Records excerpted from a collection
----

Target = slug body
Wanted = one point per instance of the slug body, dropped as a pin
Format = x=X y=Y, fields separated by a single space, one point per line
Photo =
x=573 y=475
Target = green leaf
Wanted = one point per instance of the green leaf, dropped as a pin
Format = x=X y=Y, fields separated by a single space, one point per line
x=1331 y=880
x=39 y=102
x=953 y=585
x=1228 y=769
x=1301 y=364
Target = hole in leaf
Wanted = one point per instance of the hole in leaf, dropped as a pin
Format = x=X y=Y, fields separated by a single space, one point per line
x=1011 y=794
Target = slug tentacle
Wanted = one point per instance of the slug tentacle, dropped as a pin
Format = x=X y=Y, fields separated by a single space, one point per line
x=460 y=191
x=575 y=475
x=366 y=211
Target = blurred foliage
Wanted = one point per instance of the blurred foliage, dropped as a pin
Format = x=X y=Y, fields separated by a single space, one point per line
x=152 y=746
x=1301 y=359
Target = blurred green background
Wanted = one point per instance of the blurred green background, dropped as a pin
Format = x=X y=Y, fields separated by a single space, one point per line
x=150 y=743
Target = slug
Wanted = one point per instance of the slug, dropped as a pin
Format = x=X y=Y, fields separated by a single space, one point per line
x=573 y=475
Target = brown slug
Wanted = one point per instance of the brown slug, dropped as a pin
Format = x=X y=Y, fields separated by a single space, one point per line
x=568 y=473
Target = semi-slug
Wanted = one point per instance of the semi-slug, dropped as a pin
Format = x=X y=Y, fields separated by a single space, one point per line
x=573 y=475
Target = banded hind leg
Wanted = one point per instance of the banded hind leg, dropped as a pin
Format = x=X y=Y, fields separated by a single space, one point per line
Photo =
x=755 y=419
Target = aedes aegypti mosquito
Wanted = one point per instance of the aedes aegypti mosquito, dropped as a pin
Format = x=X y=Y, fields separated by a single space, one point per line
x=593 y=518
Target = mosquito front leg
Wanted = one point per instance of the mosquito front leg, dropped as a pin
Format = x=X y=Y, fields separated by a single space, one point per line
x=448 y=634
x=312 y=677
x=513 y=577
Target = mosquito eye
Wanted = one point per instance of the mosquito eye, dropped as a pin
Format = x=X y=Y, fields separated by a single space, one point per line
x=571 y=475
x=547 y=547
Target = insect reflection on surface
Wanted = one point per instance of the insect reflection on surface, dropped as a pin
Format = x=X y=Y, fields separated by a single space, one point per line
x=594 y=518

----

Problem requirements: Convert every line of the records above into a Markdown table with the columns "Row" and "Line," numbering the rows and leaving out blank lines.

Right answer:
| Row | Line |
|---|---|
| 1 | Target = slug body |
| 2 | Wanted = one point per instance of the slug body, dropped as a pin |
| 3 | Format = x=X y=Y, fields separated by a single space, one point per line |
| 4 | Photo = |
| 5 | x=573 y=475 |
| 6 | Target = green leaf |
| 7 | Wanted = one point per instance of the green leaf, dropped as a pin |
| 8 | Format = x=X y=Y, fields separated by a single space, one point per line |
| 9 | x=1331 y=880 |
| 10 | x=39 y=102 |
| 11 | x=953 y=585 |
| 12 | x=1228 y=769 |
| 13 | x=1301 y=364 |
| 14 | Target = hole in leaf |
| 15 | Wanted = one point per instance of the hole in leaf, dropped as a pin |
| 16 | Format = x=X y=Y, fields separated by a single space, one point per line |
| 17 | x=1011 y=794 |
| 18 | Target = slug tentacle |
| 19 | Wanted = one point per instance of the slug tentacle, dropped as a pin |
| 20 | Format = x=X y=Y, fields separated by a single space, one point per line |
| 21 | x=460 y=191 |
| 22 | x=575 y=475 |
| 23 | x=366 y=211 |
| 24 | Target = blurred foliage |
| 25 | Wanted = one point per instance of the blurred foliage, dropped as a pin |
| 26 | Format = x=X y=Y, fields separated by a single space, one point per line |
| 27 | x=152 y=746 |
| 28 | x=1301 y=359 |
| 29 | Target = blurred green background |
| 30 | Wanted = one point per instance of the blurred green background, dropped as a pin |
| 31 | Format = x=X y=Y, fields separated by a single space, one point per line |
| 32 | x=150 y=743 |
| 33 | Target = slug |
| 34 | Wanted = one point per instance of the slug, dropped as a pin |
| 35 | Format = x=X y=Y, fields separated by a single space, one point per line |
| 36 | x=573 y=475 |
| 37 | Target = brown slug |
| 38 | Wanted = one point per instance of the brown slug, dropped as a pin |
| 39 | Format = x=X y=Y, fields separated by a single space, one point per line |
| 40 | x=568 y=473 |
| 41 | Target = semi-slug |
| 42 | Wanted = one point per instance of the semi-slug, dropped as a pin |
| 43 | Format = x=X y=Y, fields separated by a single space, one point per line |
| 44 | x=573 y=475 |
| 45 | Target = banded hind leg |
| 46 | Wanted = one point per instance of the banded hind leg, dropped as a pin |
| 47 | Format = x=X y=Y, fields separated by a single space, one point per line |
| 48 | Photo = |
| 49 | x=755 y=419 |
| 50 | Target = aedes aegypti mosquito |
| 51 | Wanted = one point per instance of the aedes aegypti mosquito, dropped as a pin |
| 52 | Format = x=X y=Y, fields separated by a single space, one point per line |
| 53 | x=593 y=518 |
| 54 | Target = mosquito front leg |
| 55 | Wanted = one point per instance of the mosquito front leg, dropped as a pin |
| 56 | Format = x=X y=Y, fields separated by a single space, one point per line |
| 57 | x=448 y=634 |
| 58 | x=312 y=677 |
| 59 | x=513 y=577 |
| 60 | Target = mosquito eye |
| 61 | Wanted = one point per instance of the mosquito eye, dropped as a pin |
| 62 | Format = x=X y=Y, fields separated by a single space, one point per line |
| 63 | x=571 y=475 |
| 64 | x=547 y=547 |
| 65 | Target = insect reflection on surface |
| 66 | Wanted = one point per instance of the insect reflection on surface, dropped as a pin |
| 67 | Format = x=X y=Y, fields separated by a single space, one point per line |
| 68 | x=594 y=518 |